***** Supplied text *****

CUTLASS: Division by Zero when using smaller threadtile sizes

I was trying CUTLASS out and was evaluating possible tuning parameters (to achieve the best results to compare them to different approaches).

When configuring the GemmTraits per

typedef cutlass::gemm::SgemmTraits<
        cutlass::MatrixLayout::kColumnMajor,           // Layout of A matrix
        cutlass::MatrixLayout::kColumnMajor,           // Layout of B matrix
        cutlass::Shape<BLOCK_K, BLOCK_N, BLOCK_M>,     // Threadblock tile size
                                                       // The shape of the matrix multiply operation performed by each iteration of the mainloop.
        cutlass::gemm::LinearScaling<float>,           // Output Functor
        cutlass::Shape<THREAD_K, THREAD_N, THREAD_M>   // Tile size for thread-level GEMM 
                                                       // (K-by-N-by-M)

    > GemmTraits;

I get division by zero compiler errors when supplying smaller values than the (in the simplified SGemmTraits somewhat hardcoded) <8, 8, 8> shape as the last parameter (e.g. THREAD_K, THREAD_N and THREAD_M are all 4).

The error message is quite lengthy, but would indicate a problem in the epilogue. This is the first block of several division by zero errors:

nvcc -o cutlass_gemm cutlass_gemm.cu -gencode=arch=compute_75,code=sm_75 -I.

*****

Goal a
In the CUTLASS post, write out the passage from "I get division" up to and including "cutlass_gemm.cu -gencode=arch=compute_75,code=sm_75 -I.", substituting "output stage" for "epilogue".

***** Extracted records *****

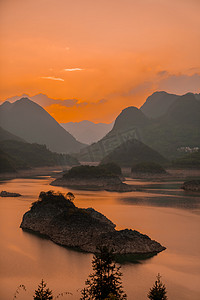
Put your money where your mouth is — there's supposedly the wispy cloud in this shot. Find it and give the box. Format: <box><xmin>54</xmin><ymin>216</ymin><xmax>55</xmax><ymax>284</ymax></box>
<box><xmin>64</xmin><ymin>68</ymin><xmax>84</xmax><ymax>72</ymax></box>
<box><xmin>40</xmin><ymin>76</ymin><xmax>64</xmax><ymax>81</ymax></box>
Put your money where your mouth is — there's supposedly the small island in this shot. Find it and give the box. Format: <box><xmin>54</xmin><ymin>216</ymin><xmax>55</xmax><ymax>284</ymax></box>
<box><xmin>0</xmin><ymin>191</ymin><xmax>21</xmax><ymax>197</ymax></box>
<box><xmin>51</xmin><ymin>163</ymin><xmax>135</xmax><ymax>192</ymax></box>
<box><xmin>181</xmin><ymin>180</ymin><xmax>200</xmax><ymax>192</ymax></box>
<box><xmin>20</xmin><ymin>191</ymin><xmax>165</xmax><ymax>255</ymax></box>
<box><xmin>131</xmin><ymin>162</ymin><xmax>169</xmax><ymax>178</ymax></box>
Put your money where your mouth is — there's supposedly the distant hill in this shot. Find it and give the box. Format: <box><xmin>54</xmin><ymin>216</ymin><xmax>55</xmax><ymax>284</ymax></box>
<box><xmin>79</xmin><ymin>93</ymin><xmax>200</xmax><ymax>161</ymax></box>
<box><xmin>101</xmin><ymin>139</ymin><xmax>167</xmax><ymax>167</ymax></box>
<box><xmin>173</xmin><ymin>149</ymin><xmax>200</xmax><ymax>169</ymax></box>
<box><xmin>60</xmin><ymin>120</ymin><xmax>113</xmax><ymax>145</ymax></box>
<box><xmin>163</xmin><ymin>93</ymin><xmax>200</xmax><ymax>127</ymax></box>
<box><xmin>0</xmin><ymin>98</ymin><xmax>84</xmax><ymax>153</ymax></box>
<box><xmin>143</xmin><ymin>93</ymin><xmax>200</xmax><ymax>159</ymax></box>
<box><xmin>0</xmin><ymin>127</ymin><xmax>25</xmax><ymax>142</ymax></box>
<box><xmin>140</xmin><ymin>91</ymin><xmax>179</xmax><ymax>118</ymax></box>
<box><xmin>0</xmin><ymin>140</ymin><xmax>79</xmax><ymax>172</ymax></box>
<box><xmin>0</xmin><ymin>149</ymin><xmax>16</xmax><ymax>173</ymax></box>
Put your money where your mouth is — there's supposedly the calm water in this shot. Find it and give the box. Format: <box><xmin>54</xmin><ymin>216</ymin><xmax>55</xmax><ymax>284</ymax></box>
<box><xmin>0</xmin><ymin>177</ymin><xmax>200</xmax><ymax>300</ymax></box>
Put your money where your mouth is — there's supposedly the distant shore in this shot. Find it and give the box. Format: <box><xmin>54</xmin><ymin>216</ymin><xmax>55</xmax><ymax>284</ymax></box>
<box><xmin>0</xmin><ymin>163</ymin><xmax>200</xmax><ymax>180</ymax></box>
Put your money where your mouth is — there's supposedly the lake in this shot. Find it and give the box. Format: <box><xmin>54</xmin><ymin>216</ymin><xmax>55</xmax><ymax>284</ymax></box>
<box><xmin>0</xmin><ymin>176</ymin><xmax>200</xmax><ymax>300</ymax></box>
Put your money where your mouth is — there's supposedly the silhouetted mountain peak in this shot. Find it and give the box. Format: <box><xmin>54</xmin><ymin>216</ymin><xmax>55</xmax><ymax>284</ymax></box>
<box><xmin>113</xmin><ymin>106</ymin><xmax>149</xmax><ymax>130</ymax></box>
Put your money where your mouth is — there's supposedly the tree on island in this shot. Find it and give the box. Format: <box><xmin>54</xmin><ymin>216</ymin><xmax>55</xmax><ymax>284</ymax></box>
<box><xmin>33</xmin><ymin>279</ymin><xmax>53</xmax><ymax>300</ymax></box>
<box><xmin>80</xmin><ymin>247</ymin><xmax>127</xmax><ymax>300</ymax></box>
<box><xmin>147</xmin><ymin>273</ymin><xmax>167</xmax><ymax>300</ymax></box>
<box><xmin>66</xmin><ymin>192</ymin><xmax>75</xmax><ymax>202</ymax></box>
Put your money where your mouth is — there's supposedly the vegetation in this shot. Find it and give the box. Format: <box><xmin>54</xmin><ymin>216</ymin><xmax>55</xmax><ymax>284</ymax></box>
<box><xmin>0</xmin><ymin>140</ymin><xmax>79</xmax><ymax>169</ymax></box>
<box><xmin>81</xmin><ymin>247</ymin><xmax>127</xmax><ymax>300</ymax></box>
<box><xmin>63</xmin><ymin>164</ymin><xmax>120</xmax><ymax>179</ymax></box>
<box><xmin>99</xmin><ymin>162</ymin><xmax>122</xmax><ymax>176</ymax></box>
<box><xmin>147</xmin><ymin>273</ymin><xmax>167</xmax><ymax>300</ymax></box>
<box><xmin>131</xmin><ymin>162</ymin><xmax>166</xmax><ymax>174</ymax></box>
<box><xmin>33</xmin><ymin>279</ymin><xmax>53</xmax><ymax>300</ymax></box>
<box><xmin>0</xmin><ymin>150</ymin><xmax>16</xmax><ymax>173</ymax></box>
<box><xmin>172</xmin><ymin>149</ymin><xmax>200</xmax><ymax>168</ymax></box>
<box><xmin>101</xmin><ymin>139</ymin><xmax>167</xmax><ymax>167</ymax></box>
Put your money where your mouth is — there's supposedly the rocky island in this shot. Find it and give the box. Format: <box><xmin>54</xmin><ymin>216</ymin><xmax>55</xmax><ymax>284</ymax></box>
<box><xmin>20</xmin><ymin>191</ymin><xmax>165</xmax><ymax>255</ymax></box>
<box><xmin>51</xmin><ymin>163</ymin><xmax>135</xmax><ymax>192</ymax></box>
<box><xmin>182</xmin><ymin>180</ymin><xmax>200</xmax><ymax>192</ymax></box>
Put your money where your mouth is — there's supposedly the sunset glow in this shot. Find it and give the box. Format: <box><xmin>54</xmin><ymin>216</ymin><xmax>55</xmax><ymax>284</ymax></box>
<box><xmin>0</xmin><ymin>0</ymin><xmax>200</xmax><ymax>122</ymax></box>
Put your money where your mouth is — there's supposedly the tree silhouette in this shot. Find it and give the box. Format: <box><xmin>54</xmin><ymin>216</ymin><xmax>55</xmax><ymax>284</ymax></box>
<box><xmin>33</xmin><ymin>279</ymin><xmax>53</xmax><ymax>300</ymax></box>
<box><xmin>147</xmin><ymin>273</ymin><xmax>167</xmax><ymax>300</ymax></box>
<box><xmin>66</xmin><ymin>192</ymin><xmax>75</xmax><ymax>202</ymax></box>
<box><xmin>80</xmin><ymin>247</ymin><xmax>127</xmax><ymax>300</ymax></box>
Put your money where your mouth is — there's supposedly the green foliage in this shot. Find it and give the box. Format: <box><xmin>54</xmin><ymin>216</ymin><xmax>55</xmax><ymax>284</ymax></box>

*****

Goal b
Identify each line in the listing that contains the string "distant", and copy those lines out.

Exercise output a
I get division by zero compiler errors when supplying smaller values than the (in the simplified SGemmTraits somewhat hardcoded) <8, 8, 8> shape as the last parameter (e.g. THREAD_K, THREAD_N and THREAD_M are all 4).

The error message is quite lengthy, but would indicate a problem in the output stage. This is the first block of several division by zero errors:

nvcc -o cutlass_gemm cutlass_gemm.cu -gencode=arch=compute_75,code=sm_75 -I.

Exercise output b
Put your money where your mouth is — there's supposedly the distant hill in this shot. Find it and give the box. Format: <box><xmin>54</xmin><ymin>216</ymin><xmax>55</xmax><ymax>284</ymax></box>
Put your money where your mouth is — there's supposedly the distant shore in this shot. Find it and give the box. Format: <box><xmin>54</xmin><ymin>216</ymin><xmax>55</xmax><ymax>284</ymax></box>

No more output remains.